Up Close and Personal with Local Businesses

Up Close and Personal with Local Businesses

I would like for you to get to know each of the amazing local businesses that are currently involved with the Healthy Waterloo Region.

Dear Readers,

In the next few posts, I would like for you to get to know each of the amazing local businesses that are currently involved with the Healthy Waterloo Region. Whether they provide an important service or whether they aim to inspire, uplift and motivate, they have a common goal -your wellbeing. Wouldn’t you like to know why they chose their current career paths? These talented and compassionate people are more than just a business. They have a story. Below is another in a series of biographies on each of these businesses. I’m a huge advocate for supporting our local businesses. Will you join me in supporting them too?

Warmest Regards,



I was born in London, England. Moved to Rhodesia as a young boy and went to school there. I had the opportunity to go to university. To my mother's horror and father's delight, I decided to join my father on the dairy farm he had purchased instead of returning to England when his original assignment ended.

The farm was undercapitalised which added to the normal stresses of fathers and sons working together. I left and got my first job in sales. Rhodesia was fighting a terrorist war, I was required to do nine months military training and spend weeks at a time over the next ten years in the operational area as a part time soldier. During this time I got married and my two sons were born.

→ Data excerpt:
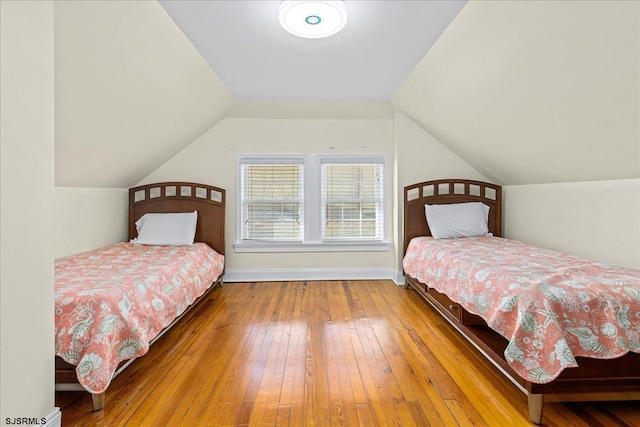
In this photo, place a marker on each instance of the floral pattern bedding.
(552, 307)
(111, 302)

→ Requirements:
A) According to the local businesses post, where was the person in the biography born?
B) Please reproduce the local businesses post, starting with "I was born in" and going on through "sons were born.".
C) Carry on the local businesses post from where it stops.

→ Responses per task:
A) London, England.

B)
I was born in London, England. Moved to Rhodesia as a young boy and went to school there. I had the opportunity to go to university. To my mother's horror and father's delight, I decided to join my father on the dairy farm he had purchased instead of returning to England when his original assignment ended.

The farm was undercapitalised which added to the normal stresses of fathers and sons working together. I left and got my first job in sales. Rhodesia was fighting a terrorist war, I was required to do nine months military training and spend weeks at a time over the next ten years in the operational area as a part time soldier. During this time I got married and my two sons were born.

C)
Moving to South Africa in 1978, I sold Life Assurance before getting a job with a large corporation. After 10 years, I was the marketing manager, had little prospect of further promotion and was frustrated with corporate politics. I left and started an export trading business and a small factory.

Life was good for 4 years until disaster struck. I lost my business, my marriage failed and because of the changes in South Africa had few prospects of employment and no capital to start a new business.

Zimbabwe, as Rhodesia had become, seemed stable and to offer better opportunities to start again. I moved back, became a consultant, started a new business, sold that and invested the proceeds into my new partner's late parents' farm.

We had 6 good years producing horticulture crops for export to Europe. Then three years intimidation during the brutal campaign to drive commercial farmers off our farms. Finally I was arrested, detained for three days and prevented from returning to my home.

We moved to Canada in 2004 with two suitcases and a horse saddle each, six cats and not much more. I helped farmers with irrigation and greenhouse production. Sue worked with horses. In 2010, I had a heart attack which forced me to give up my physically demanding farming work and start writing, speaking and using the Internet to develop my business.

Over the years, I have been active in many organisations, as a Provincial chairman of the Institute of Marketing Management in South Africa, member of other industry associations, a boys soccer coach, a helper with the Boy Scouts. As a marathon runner I was on the executive of an athletic club.

In 2011 I became a member of Toastmasters International and am currently the President of Woodstock Toastmasters and Area 75 Director. I am also active in a small rural Anglican congregation.

Although my career has taken many turns, the common thread has been working with people. As a corporate manager responsible for a large staff, as a business owner and farmer with up to 180 employees I have had to help people overcome adversity and get passed challenges.

I am grateful that I have the speaking and writing skills to spread a message that inspires people and helps them see life from a different perspective. I work with individuals and groups to discover a different approach and create better futures for themselves, their businesses or their organizations.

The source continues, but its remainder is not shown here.